(Data records)

- - -

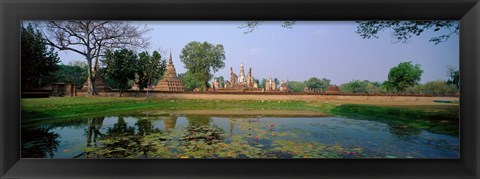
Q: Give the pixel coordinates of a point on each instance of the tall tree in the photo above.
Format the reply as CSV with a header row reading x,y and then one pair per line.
x,y
454,75
404,30
121,67
402,76
38,61
91,39
149,67
202,60
190,81
71,74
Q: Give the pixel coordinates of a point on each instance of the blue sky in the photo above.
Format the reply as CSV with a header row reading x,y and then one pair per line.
x,y
322,49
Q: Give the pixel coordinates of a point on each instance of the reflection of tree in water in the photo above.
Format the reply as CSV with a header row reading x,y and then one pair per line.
x,y
93,130
121,140
145,127
169,123
120,128
39,142
199,129
403,130
199,120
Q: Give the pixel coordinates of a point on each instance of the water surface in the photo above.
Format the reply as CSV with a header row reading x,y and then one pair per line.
x,y
205,136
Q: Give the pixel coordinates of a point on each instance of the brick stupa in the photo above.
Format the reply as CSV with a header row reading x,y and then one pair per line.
x,y
170,82
100,84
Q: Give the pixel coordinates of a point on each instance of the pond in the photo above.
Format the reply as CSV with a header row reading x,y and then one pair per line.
x,y
142,135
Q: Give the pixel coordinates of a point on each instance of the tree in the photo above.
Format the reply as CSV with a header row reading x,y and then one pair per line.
x,y
202,60
121,67
454,77
316,84
71,74
357,86
38,61
190,81
402,76
149,68
404,30
263,83
91,39
221,80
440,88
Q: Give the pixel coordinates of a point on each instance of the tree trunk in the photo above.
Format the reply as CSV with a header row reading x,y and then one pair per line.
x,y
91,90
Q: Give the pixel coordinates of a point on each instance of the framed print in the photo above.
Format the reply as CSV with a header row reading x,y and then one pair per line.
x,y
247,89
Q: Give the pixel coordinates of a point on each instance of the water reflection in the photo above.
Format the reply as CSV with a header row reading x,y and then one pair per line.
x,y
93,130
39,142
203,136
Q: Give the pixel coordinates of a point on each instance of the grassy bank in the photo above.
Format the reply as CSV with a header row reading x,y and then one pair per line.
x,y
439,118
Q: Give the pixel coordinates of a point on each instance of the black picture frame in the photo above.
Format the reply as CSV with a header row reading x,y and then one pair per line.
x,y
13,12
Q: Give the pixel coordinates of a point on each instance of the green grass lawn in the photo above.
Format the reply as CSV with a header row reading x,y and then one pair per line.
x,y
436,118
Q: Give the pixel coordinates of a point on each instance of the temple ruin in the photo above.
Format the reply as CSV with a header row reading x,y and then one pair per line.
x,y
170,82
100,83
238,83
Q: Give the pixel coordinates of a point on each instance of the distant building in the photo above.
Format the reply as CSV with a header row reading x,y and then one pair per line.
x,y
333,89
241,83
170,82
284,87
100,84
270,85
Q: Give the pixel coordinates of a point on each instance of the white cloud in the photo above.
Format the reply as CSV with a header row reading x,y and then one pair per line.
x,y
256,50
319,32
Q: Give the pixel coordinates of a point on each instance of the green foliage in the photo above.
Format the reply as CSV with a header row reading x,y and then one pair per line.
x,y
454,77
357,86
404,30
297,86
38,61
316,84
436,88
71,74
121,67
402,76
150,68
191,81
202,60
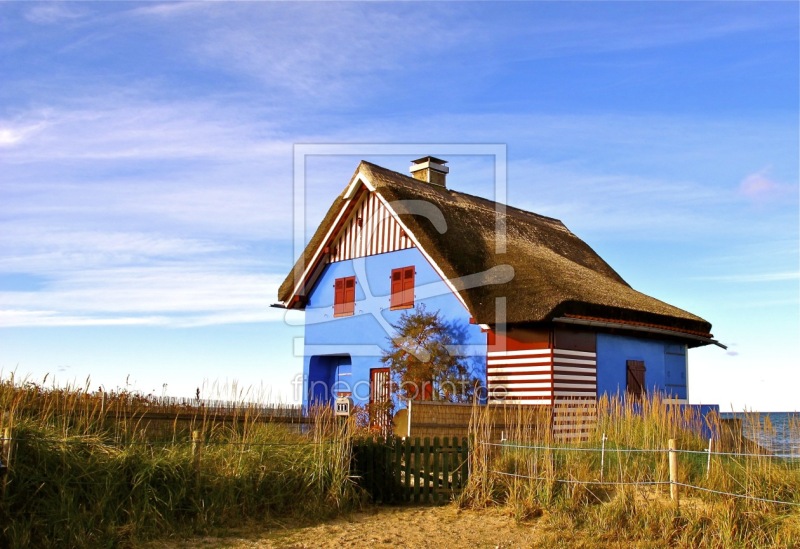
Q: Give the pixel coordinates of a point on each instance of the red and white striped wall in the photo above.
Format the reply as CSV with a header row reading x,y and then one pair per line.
x,y
564,379
370,229
520,376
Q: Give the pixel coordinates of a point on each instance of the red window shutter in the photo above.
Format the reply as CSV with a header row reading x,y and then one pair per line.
x,y
402,288
338,300
397,288
408,287
344,297
349,295
636,378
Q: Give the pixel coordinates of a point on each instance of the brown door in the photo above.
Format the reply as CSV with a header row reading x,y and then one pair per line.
x,y
380,400
636,383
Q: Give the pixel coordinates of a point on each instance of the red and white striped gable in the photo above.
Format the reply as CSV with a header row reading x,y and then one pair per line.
x,y
370,229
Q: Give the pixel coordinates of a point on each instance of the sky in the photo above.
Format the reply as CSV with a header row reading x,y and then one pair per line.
x,y
147,166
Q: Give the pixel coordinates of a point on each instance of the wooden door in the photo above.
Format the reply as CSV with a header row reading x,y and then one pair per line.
x,y
380,399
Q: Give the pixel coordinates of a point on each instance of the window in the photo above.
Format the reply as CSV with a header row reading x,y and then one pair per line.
x,y
402,288
636,384
344,300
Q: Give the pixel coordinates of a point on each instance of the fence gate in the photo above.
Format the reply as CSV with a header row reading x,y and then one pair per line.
x,y
395,470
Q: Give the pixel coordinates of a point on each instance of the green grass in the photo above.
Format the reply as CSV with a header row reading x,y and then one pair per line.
x,y
84,475
560,481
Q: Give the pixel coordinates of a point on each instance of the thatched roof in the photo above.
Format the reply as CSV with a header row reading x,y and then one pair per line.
x,y
546,272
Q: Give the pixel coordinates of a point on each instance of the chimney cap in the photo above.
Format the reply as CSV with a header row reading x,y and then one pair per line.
x,y
431,170
429,159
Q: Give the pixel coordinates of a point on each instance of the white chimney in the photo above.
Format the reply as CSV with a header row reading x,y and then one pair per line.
x,y
431,170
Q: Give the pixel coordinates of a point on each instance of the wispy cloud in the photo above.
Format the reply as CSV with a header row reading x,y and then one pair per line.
x,y
48,13
760,188
152,295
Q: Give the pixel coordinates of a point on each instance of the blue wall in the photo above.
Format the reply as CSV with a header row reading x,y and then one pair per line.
x,y
665,364
362,337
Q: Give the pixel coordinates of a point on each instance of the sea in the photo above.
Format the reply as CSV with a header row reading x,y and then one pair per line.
x,y
778,432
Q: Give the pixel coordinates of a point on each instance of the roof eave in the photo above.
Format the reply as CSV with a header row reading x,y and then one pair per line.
x,y
701,340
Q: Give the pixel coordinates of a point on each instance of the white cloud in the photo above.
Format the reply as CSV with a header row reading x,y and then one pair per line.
x,y
153,295
759,188
48,13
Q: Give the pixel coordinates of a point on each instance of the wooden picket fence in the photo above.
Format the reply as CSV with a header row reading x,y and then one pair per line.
x,y
400,470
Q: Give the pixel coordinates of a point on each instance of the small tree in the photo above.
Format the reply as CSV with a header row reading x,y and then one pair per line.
x,y
426,358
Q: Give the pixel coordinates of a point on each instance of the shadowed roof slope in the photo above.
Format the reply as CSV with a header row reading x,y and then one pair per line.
x,y
546,272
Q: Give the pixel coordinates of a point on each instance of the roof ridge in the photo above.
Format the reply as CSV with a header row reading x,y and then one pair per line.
x,y
426,186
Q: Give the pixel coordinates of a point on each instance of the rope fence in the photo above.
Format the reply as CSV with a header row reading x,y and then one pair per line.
x,y
671,452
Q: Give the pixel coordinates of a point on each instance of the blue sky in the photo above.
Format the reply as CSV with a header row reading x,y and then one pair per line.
x,y
146,168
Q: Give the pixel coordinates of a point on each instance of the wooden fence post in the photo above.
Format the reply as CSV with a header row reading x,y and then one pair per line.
x,y
673,472
197,450
5,457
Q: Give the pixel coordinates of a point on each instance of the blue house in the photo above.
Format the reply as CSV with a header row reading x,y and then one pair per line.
x,y
543,317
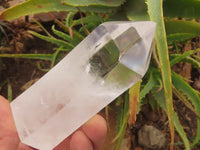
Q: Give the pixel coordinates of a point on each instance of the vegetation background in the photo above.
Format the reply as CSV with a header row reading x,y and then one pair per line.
x,y
173,77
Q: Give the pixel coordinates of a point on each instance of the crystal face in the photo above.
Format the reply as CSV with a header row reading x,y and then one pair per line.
x,y
105,64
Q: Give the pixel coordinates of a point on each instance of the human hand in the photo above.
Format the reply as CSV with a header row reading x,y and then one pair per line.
x,y
89,137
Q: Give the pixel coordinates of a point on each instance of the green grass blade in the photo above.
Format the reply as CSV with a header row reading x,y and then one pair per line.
x,y
64,36
107,3
53,40
182,26
28,56
30,7
182,8
156,15
193,96
88,20
148,86
136,10
188,59
180,37
159,97
182,56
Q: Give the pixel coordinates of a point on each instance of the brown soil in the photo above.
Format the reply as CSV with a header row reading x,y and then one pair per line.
x,y
20,71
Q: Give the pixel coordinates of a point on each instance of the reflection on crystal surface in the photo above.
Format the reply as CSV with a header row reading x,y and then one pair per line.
x,y
105,64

- - -

▶ **TASK REQUIREMENTS**: Rewrite the material from the line containing "crystal face in the photo above." through the end, inclusive, swapping "brown soil" for "dark soil" and leaving everything else unchanged.

▶ **EXPECTED ANSWER**:
Q: Give the pixel coordinates of a point on each instance of the crystal face in the photo above.
Format the reply as CSV with a header row reading x,y and then one pair per line.
x,y
105,64
Q: Give the pixel coordinates of a point on each instance of the human hand in the photo above.
Format the reply as CSV with a header row reading x,y and then one pair per line.
x,y
89,137
Q: Give the pixel coordinates of a point on each instance of the green grass blade in the photo above.
Format the reply as CSV with a header row reading x,y and then one pair per line.
x,y
64,36
107,3
53,40
182,26
28,56
30,7
182,8
156,15
193,96
88,20
148,86
136,10
188,59
180,37
159,97
182,56
Q: Give the pixel coordinates of a point on each instance of the dark soil in the photo above.
Format the reply as CSV with a header row reading x,y and then one pair per line.
x,y
20,71
Q: Give the pixel coordinates of a point on each instance of the reflection on crystal surface in the photo above.
Format the reply as CSV with a header row reading x,y and then one pair per line.
x,y
105,64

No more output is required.